◆ TASK MATERIAL:
◇ ◇ ◇ ◇ ◇

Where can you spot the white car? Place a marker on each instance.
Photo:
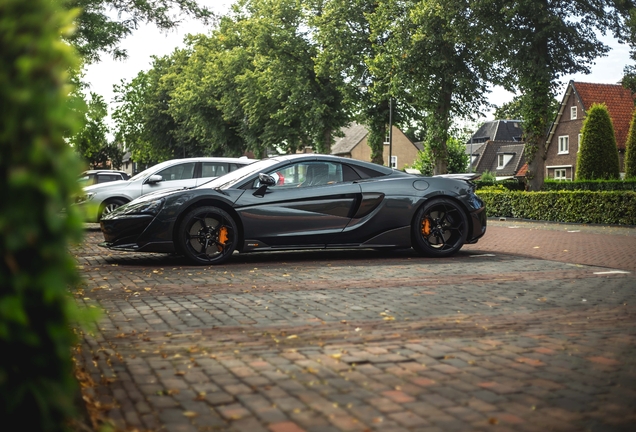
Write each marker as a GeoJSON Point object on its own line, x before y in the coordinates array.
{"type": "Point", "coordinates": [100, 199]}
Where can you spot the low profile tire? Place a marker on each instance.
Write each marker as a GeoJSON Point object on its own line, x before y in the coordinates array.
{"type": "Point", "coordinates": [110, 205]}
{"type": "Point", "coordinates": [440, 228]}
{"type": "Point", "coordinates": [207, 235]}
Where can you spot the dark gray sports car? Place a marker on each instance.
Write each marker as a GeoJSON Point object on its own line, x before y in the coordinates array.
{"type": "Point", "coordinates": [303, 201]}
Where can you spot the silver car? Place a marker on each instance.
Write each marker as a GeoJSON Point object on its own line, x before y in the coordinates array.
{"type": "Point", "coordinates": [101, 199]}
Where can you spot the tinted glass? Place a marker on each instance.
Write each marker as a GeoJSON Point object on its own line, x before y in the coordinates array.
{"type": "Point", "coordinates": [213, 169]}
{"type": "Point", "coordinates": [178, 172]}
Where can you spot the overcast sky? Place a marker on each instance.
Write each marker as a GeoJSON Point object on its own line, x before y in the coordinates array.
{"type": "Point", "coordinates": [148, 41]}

◇ ◇ ◇ ◇ ◇

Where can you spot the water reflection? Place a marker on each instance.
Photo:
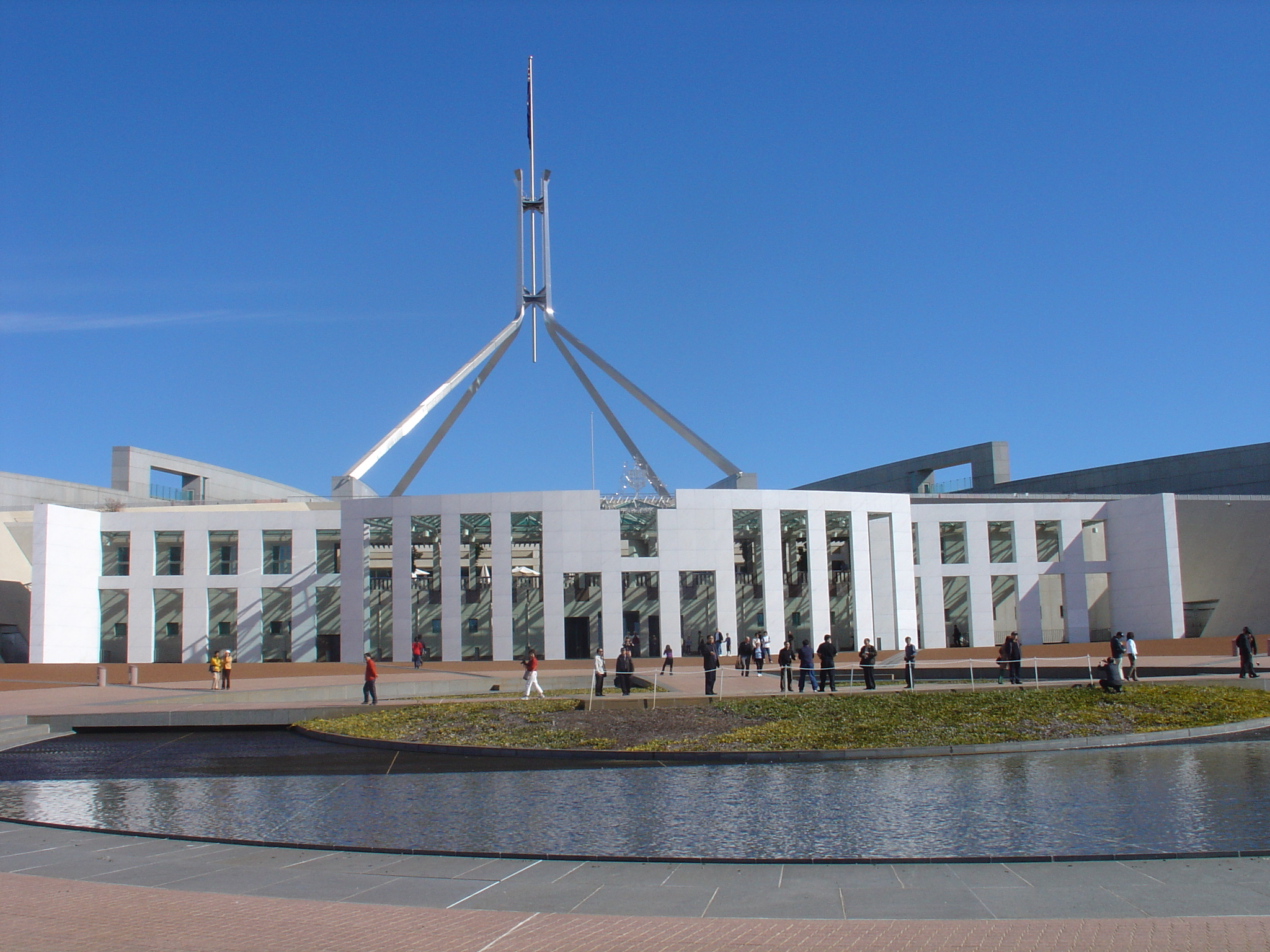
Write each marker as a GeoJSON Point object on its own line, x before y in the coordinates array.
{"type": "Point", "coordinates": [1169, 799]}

◇ ◇ ◇ ◇ ◇

◆ WHAT TO DO:
Find every line in the items above that contains the word "instance", with case counting, and copy each of those lines.

◆ FINISHED ANSWER:
Where can you spot the white car? Place a marker on each instance.
Where can you spot the low profile tire? Place a marker on each instance.
Where can you spot the dark gray sports car? Place a marker on each instance.
Where can you spot the silver car? Place a marker on each instance.
Where can you spot the tinted glass? Place a marker on each instance.
Where can you spot the overcast sky? Place a marker on each instance.
Where can you spot the water reflection? Place a marker on each instance.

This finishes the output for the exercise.